• [Excerpt]:
The little booger has TB2 and USB3 so something like
http://www.newegg.com/Product/Product.aspx?Item=9SIA4P03C27102 would work
pretty well for large scale storage expansion.
On Tue, Dec 20, 2016 at 3:28 PM, Michael Butash <
michael@butash.net> wrote:
> Not overly familiar with the macs, but as long as it has a real usb3 or
> higher port, I'd consider something like this externally to your 2 internal
> spinners, usb 3+ to m.2/nvme drive adapter:
>
> http://www.newegg.com/Product/Product.aspx?Item=9SIA54G3RY37
> 26&cm_re=m.2_usb-_-9SIA54G3RY3726-_-Product
>
> Usb3 is 3-4 gigabit practical speed in theory and should sustain decent
> enough i/o to make use of that. If it's new enough to have a thunderbolt
> 3/usb3.1 connection, those are supposedly 10 gigabit capable for roughly 2x
> the throughput.
>
> Maybe Eric should head to west texas and sue them for infringement, with
> Oyen Tech. ;)
>
> This looked nifty too for thunderbolt3/usb3.1...
>
> http://www.newegg.com/Product/Product.aspx?Item=
> N82E16817245003&cm_re=m.2_usb-_-17-245-003-_-Product
>
> -mb
>
> On Tue, Dec 20, 2016 at 1:55 PM, Stephen Partington <cryptworks@gmail.com>
> wrote:
>
>> I have done it with my LVMcache based solution without issue. Currently
>> am running that on a Mac mini server If i could get a pair of spinners in
>> there with an SSD cache i would.
>>
>>
>> On Tue, Dec 20, 2016 at 1:36 PM, Michael Butash <michael@butash.net>
>> wrote:
>>
>>> How does one handle redundant disks *properly* or *officially* with EFI?
>>>
>>> First/Last time I dealt with EFI was an asus that had 2x SSD's (factory
>>> raid 0[!]) that I intended to raid 1 for redundancy vs. performance. It
>>> had no legacy boot option at all (shame, asus), so I was forced to work
>>> with it. I eventually got my recipe up on it with mdadm, crypto, and lvm
>>> with ubuntu after weeks of fiddling with it, but never really figured out a
>>> better way to deal with efi partition. I had setup a cronjob to rsync the
>>> efi directory, never really tested the actual failure scenario and/or
>>> recovery however before I gave up on the laptop otherwise (and job).
>>>
>>> Maybe that is/was good enough, just wasn't sure how well the efi bios
>>> would switch up disks like that, as something at the time made me believe
>>> it wouldn't. I've read efi is somewhat fakeraid aware, perhaps that's an
>>> option since mdadm works with fakeraids too...

• [What this task involves]:
Copy the email thread from "The little booger" up to and including "scale storage expansion.".

• [Records supplied]:
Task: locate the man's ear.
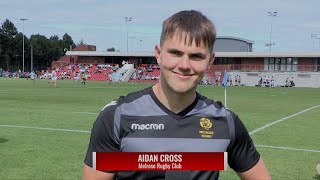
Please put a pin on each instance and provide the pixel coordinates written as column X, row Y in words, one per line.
column 211, row 60
column 157, row 53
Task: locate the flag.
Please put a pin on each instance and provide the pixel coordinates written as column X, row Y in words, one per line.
column 225, row 78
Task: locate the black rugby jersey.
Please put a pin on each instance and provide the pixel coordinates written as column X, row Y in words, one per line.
column 139, row 122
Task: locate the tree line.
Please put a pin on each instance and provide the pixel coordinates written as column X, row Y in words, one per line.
column 44, row 50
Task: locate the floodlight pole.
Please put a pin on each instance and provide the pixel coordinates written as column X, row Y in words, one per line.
column 271, row 14
column 127, row 19
column 23, row 19
column 313, row 36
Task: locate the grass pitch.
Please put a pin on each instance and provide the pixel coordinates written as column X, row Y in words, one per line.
column 44, row 131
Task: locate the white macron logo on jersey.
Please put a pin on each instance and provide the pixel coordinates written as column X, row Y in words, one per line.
column 147, row 126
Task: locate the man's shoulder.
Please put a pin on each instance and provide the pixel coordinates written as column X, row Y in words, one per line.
column 216, row 104
column 127, row 98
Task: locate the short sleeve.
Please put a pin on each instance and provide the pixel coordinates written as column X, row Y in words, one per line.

• [Answer to this exercise]:
The little booger has TB2 and USB3 so something like
http://www.newegg.com/Product/Product.aspx?Item=9SIA4P03C27102 would work
pretty well for large scale storage expansion.